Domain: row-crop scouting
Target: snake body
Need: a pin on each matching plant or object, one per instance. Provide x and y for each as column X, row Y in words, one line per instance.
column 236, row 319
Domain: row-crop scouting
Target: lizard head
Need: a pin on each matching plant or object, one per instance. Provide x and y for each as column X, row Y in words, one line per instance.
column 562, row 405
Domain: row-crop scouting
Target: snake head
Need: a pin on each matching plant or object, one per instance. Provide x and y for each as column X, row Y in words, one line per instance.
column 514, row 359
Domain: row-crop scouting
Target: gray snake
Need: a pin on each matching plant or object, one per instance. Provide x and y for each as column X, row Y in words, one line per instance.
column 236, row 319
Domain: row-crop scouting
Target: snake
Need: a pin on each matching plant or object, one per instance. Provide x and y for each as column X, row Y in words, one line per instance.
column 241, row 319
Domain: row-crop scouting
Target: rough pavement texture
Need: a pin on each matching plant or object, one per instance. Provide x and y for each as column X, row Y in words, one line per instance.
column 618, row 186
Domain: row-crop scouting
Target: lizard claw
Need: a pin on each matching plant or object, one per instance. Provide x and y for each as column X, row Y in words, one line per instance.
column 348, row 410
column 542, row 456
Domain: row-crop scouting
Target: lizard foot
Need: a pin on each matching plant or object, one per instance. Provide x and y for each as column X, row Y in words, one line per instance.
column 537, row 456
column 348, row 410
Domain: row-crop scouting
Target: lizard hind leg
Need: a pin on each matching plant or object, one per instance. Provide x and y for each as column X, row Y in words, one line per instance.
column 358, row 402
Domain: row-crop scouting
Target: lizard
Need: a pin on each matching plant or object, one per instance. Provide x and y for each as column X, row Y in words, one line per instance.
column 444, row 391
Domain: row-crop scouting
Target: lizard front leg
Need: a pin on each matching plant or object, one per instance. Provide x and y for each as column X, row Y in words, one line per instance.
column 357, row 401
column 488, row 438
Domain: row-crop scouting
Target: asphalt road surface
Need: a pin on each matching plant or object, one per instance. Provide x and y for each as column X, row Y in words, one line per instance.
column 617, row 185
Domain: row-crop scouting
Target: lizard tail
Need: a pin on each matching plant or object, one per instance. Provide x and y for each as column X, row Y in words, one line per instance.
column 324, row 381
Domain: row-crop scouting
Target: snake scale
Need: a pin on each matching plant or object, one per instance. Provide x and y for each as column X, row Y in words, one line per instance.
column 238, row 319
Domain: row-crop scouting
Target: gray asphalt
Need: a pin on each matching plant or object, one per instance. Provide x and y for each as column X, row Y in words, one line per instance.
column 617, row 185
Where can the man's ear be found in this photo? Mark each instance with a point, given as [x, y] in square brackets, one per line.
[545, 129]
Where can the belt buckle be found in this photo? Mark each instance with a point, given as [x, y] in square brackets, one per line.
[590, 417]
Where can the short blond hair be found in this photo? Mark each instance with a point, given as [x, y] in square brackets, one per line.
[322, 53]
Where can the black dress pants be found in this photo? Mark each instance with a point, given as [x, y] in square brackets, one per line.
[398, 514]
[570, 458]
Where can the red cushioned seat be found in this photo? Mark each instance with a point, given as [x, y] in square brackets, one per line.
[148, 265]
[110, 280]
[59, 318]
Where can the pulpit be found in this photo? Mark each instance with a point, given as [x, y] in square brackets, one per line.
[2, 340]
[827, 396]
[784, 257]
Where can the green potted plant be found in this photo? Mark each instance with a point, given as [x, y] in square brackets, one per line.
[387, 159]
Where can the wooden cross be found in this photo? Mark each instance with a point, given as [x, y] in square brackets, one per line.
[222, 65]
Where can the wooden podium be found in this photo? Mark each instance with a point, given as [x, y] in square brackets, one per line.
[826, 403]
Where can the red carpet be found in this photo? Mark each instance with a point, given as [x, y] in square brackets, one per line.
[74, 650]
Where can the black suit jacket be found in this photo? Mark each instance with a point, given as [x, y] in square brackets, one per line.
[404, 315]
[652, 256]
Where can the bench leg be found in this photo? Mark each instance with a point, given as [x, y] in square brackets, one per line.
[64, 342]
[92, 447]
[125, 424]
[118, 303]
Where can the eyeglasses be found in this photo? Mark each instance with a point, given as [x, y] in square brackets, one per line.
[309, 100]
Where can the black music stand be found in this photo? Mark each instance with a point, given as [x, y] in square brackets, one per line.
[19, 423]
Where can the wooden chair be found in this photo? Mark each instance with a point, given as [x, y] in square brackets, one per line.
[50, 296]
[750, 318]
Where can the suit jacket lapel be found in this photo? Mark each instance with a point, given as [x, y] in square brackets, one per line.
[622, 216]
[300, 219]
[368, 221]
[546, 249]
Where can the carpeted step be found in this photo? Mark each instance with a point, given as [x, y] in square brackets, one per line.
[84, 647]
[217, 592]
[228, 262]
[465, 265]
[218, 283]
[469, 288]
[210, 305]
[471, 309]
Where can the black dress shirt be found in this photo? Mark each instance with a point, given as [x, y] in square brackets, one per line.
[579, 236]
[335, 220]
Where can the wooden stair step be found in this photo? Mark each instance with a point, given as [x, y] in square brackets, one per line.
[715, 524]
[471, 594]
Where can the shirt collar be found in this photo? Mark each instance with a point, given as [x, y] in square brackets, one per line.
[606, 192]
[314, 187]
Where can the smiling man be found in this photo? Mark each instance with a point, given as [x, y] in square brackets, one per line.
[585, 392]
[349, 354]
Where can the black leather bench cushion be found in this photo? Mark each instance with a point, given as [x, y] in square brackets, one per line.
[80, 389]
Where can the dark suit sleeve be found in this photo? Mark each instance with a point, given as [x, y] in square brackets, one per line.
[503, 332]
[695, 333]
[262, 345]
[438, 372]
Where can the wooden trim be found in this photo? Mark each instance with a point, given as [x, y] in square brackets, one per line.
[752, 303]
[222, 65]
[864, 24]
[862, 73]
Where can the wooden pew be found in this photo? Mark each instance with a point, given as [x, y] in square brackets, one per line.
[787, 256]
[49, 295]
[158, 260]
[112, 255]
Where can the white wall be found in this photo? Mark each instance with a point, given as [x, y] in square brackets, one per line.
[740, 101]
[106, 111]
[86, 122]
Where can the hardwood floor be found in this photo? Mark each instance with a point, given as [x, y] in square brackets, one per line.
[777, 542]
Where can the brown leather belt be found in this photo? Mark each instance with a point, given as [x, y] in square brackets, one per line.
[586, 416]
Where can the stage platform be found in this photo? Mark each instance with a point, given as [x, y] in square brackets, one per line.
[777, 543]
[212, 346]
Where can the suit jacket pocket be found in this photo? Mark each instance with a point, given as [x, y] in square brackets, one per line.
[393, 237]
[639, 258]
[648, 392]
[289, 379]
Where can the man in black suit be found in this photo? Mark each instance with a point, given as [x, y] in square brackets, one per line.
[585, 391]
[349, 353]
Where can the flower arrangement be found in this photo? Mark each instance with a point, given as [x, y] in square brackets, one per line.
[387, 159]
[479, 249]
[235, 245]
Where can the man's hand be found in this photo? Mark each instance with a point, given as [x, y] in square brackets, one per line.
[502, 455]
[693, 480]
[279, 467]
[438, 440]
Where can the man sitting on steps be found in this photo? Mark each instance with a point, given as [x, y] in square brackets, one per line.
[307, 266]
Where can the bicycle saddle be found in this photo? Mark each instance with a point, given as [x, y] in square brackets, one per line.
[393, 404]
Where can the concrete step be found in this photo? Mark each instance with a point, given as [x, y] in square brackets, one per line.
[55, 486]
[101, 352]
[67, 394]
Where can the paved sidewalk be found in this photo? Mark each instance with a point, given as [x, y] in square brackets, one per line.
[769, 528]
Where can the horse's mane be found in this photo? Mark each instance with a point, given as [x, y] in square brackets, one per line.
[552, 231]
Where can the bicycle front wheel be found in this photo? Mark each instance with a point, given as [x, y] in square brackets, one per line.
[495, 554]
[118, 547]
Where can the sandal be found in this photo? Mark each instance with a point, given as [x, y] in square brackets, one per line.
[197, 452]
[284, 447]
******************************
• **SET TASK**
Copy the records above word for word, from their start through the line containing "column 542, row 456".

• **FULL SOLUTION**
Domain: row-crop scouting
Target: snake body
Need: a pin on each matching plant or object, one per instance. Provide x and y for each as column X, row Y in words, one line per instance.
column 236, row 319
Domain: row-crop scouting
Target: lizard head
Need: a pin on each matching plant or object, one per instance. Provide x and y for each as column X, row Y in words, one line per instance.
column 562, row 405
Domain: row-crop scouting
Target: snake head
Need: a pin on each matching plant or object, one per instance. Provide x and y for each as column X, row Y in words, one line per instance.
column 514, row 359
Domain: row-crop scouting
Target: gray snake
Need: a pin on each matching plant or object, one per instance. Provide x and y for each as column X, row Y in words, one line per instance.
column 236, row 319
Domain: row-crop scouting
Target: snake
Need: a pin on each matching plant or object, one per instance. Provide x and y for each as column X, row Y in words, one line per instance.
column 241, row 319
Domain: row-crop scouting
Target: rough pavement texture
Need: a pin on each matching plant or object, one per instance. Provide x and y for each as column X, row Y in words, one line per instance.
column 618, row 186
Domain: row-crop scouting
Target: lizard claw
Need: a pin on each matching plant or object, one per instance. Provide x and y for each as column X, row Y in words, one line per instance.
column 348, row 410
column 542, row 456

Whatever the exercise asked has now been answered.